_SUPPLIED INFORMATION_:

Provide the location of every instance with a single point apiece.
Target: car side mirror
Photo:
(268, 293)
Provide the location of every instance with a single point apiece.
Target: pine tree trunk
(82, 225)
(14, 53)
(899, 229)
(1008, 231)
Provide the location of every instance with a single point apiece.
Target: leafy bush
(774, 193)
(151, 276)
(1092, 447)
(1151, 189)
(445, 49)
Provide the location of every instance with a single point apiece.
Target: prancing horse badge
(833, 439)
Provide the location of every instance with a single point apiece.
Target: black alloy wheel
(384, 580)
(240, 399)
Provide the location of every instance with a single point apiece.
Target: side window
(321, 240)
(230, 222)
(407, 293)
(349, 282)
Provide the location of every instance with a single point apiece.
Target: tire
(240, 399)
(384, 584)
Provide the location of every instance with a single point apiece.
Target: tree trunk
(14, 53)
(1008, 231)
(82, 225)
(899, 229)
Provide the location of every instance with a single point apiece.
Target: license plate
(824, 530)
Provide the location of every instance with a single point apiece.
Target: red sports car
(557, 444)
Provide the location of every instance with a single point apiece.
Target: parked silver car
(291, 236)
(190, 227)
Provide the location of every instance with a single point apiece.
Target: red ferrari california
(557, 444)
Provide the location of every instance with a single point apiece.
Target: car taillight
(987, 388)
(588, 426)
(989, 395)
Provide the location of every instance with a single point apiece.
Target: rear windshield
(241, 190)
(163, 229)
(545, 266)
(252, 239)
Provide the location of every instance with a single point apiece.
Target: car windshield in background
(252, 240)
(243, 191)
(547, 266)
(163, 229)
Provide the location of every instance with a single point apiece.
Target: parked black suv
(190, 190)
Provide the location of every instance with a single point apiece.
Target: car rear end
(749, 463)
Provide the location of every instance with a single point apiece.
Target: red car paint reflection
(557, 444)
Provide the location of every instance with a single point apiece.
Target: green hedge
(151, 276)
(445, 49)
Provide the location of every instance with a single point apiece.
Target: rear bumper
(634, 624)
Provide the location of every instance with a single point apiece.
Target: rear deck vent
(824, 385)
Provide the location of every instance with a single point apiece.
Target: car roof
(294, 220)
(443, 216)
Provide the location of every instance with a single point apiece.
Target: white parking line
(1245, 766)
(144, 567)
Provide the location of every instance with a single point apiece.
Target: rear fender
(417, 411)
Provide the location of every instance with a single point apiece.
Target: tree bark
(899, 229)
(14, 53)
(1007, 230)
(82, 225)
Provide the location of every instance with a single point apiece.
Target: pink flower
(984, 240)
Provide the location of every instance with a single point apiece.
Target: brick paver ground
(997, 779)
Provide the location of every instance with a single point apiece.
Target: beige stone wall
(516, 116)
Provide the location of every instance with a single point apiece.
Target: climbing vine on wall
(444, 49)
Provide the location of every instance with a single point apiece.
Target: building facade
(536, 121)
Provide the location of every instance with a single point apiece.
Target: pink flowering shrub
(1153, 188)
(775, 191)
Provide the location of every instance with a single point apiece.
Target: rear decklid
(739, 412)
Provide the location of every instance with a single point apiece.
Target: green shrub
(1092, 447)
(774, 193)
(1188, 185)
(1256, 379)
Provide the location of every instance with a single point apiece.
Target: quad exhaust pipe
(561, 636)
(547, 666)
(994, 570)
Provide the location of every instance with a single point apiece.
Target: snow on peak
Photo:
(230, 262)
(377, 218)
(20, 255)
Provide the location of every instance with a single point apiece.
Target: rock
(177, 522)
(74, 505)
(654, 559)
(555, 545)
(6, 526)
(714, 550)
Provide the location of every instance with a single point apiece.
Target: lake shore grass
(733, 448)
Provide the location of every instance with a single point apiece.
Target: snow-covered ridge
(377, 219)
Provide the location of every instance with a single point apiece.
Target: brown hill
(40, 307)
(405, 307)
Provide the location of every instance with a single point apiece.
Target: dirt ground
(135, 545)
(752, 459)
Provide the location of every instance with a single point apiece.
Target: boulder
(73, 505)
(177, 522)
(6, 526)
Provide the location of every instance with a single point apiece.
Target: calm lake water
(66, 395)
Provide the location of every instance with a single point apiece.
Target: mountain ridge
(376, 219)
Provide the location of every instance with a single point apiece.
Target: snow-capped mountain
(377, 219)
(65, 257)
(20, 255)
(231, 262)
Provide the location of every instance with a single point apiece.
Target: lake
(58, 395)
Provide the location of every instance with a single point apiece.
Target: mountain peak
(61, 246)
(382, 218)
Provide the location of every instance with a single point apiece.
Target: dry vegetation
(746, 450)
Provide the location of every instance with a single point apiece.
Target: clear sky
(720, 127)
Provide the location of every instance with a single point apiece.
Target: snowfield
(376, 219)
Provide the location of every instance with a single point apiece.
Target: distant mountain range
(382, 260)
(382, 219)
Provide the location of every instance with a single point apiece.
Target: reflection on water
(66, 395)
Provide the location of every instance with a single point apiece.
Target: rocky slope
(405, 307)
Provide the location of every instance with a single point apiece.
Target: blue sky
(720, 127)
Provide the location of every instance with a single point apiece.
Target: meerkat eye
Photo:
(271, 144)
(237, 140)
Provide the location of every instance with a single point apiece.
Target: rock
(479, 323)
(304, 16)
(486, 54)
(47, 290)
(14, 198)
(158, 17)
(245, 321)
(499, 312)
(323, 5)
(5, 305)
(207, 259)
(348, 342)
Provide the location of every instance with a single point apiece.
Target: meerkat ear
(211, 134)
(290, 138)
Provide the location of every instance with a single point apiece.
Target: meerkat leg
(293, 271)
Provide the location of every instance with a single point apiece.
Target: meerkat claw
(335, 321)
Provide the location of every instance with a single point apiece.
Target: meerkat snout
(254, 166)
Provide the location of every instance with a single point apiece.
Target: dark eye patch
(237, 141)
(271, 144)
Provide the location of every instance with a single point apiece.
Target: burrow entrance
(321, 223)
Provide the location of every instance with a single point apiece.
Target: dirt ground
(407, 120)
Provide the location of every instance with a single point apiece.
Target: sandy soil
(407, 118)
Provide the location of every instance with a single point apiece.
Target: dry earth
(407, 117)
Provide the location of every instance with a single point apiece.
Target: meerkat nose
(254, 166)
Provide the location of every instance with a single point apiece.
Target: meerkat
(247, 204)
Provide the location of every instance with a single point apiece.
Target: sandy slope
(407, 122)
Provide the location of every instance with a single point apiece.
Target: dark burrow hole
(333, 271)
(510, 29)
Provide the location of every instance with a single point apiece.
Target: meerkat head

_REQUIRED WORK_: Each record needs to be copied out again, letter for letter.

_ANSWER SPACE_:
Provide the location of every instance with a single point apiece.
Target: car side mirror
Photo:
(268, 293)
Provide the location of every instance with a single point apiece.
Target: pine tree trunk
(82, 225)
(14, 53)
(899, 229)
(1008, 231)
Provide the location of every instance with a single point apiece.
Target: leafy bush
(774, 193)
(151, 276)
(1092, 447)
(1151, 189)
(445, 49)
Provide the location of every instance with a single point apiece.
Target: prancing horse badge
(833, 439)
Provide the location of every instance with a single point apiece.
Target: black alloy wheel
(384, 580)
(240, 399)
Provide the location of every instance with a single point apiece.
Target: side window
(321, 240)
(230, 222)
(407, 293)
(349, 282)
Provide the location of every instance with a single point apiece.
Target: tire
(240, 399)
(384, 584)
Provide the location of every instance with a single point apiece.
Target: tree trunk
(14, 53)
(1008, 231)
(82, 225)
(899, 229)
Provide the location of every instance with a single point apiece.
Target: license plate
(824, 530)
Provide the location of every instance with a single point apiece.
Target: red sports car
(557, 444)
Provide the location of every instance with a single point apiece.
Target: parked silver car
(291, 236)
(190, 227)
Provide the location of every instance with a single point apiece.
Target: red ferrari california
(557, 444)
Provide the location of every instance with a single point apiece.
Target: car taillight
(987, 388)
(588, 426)
(989, 395)
Provide the location of every instance with a single point apiece.
Target: rear windshield
(241, 190)
(163, 229)
(545, 266)
(252, 239)
Provide the location of every instance with a single point apiece.
Target: car windshield in background
(252, 240)
(243, 191)
(547, 266)
(163, 229)
Provide the location of every instance with a single point apiece.
Target: parked black suv
(190, 190)
Provide the location of every instance with a single point apiece.
Target: car rear end
(749, 463)
Provide the location of every instance with a single point apiece.
Target: red car paint reflection
(557, 444)
Provide the location of every instance with a single point apiece.
Target: green hedge
(151, 276)
(445, 49)
Provide the location of every instance with a single point apiece.
Target: rear bumper
(634, 624)
Provide the location of every instance with a single point apiece.
Target: rear deck vent
(824, 385)
Provide the location of every instance with a single point apiece.
Target: car roof
(294, 220)
(443, 216)
Provide the location of every instance with a single point apiece.
Target: white parking line
(1245, 766)
(144, 567)
Provide the location of every instance with a single point apiece.
Target: rear fender
(417, 411)
Provide the location of every instance with a single point apiece.
Target: tree bark
(899, 229)
(14, 53)
(1007, 230)
(82, 225)
Provide the location of every instance with a single point apiece.
Target: pink flower
(984, 240)
Provide the location of every instance with a single point apiece.
Target: brick paver ground
(997, 779)
Provide the location of every instance with a single point apiece.
Target: beige stone wall
(516, 116)
Provide the location of every instance with a single point apiece.
Target: climbing vine on wall
(444, 49)
Provide the location of every instance with a single point apiece.
Target: building facade
(536, 121)
Provide the location of every instance with a single point apiece.
Target: pink flowering shrub
(1153, 188)
(775, 191)
Provide the location of every instance with a single point apiece.
Target: rear decklid
(739, 412)
Provide the location of every instance with a single point apiece.
Target: green shrub
(1092, 447)
(774, 193)
(1188, 185)
(1256, 379)
Provide the location of every instance with a single point apiece.
Target: quad exhaust pipe
(561, 636)
(547, 666)
(994, 570)
Provide the location of every instance with a single point apiece.
Target: snow on peak
Photo:
(230, 262)
(377, 218)
(20, 255)
Provide the location of every instance with a single point apiece.
Target: rock
(177, 522)
(74, 505)
(654, 559)
(555, 545)
(6, 526)
(714, 550)
Provide the location of every instance with a single point apiece.
Target: lake shore grass
(733, 448)
Provide the location of every instance with a single point apiece.
Target: snow-covered ridge
(377, 219)
Provide the location of every instance with a single point apiece.
Target: brown hill
(40, 307)
(405, 307)
Provide the location of every instance with a single point apiece.
Target: dirt ground
(135, 545)
(752, 459)
Provide the location of every instance with a single point apiece.
Target: boulder
(73, 505)
(177, 522)
(6, 526)
Provide the location of every instance with a single point apiece.
Target: calm lake water
(66, 395)
Provide the location of every instance with a single point apiece.
Target: mountain ridge
(376, 219)
Provide the location of every instance with a single point apiece.
Target: snow-capped mountain
(377, 219)
(65, 257)
(20, 255)
(231, 262)
Provide the location of every instance with a single point apiece.
Target: lake
(58, 395)
Provide the location of every instance with a single point apiece.
Target: mountain peak
(61, 246)
(382, 218)
Provide the location of every instance with a single point apiece.
Target: dry vegetation
(746, 450)
Provide the location of every instance with a single point apiece.
Target: clear sky
(720, 127)
Provide the location of every instance with a single point apiece.
Target: snowfield
(376, 219)
Provide the location of every instance with a single point apiece.
Target: distant mountain range
(382, 260)
(382, 219)
Provide the location of every instance with a single point apiece.
Target: reflection on water
(66, 395)
Provide the location of every instance with a single point apiece.
Target: rocky slope
(405, 307)
Provide the location of every instance with a single point apiece.
Target: blue sky
(720, 127)
Provide the location of every instance with a single point apiece.
Target: meerkat eye
Photo:
(271, 144)
(237, 140)
Provide the location of every instance with a single point apiece.
Target: rock
(479, 323)
(304, 16)
(486, 54)
(47, 290)
(14, 198)
(158, 17)
(245, 321)
(499, 312)
(323, 5)
(5, 305)
(207, 259)
(348, 342)
Provide the location of every instance with a single point apiece.
Target: meerkat ear
(211, 134)
(290, 138)
Provide the location of every instance with a single point apiece.
Target: meerkat leg
(293, 271)
Provide the location of every instance with a single point apiece.
Target: meerkat claw
(335, 321)
Provide the location of every instance with a single point apiece.
Target: meerkat snout
(254, 166)
Provide the location of every instance with a single point apiece.
Target: dark eye patch
(237, 141)
(271, 144)
Provide the location of every instance with a single point apiece.
Target: burrow entrance
(321, 223)
Provide the location of every instance with a single point apiece.
Target: dirt ground
(407, 120)
Provide the location of every instance with a single point apiece.
Target: sandy soil
(407, 118)
Provide the location of every instance with a single point apiece.
Target: dry earth
(407, 117)
Provide the location of every instance with a single point apiece.
Target: meerkat nose
(254, 166)
Provide the location of every instance with a single point apiece.
Target: meerkat
(247, 204)
Provide the location of every instance with a single point apiece.
Target: sandy slope
(407, 122)
Provide the location of every instance with a single point apiece.
Target: dark burrow hole
(333, 271)
(510, 29)
Provide the location of every instance with a single point apiece.
Target: meerkat head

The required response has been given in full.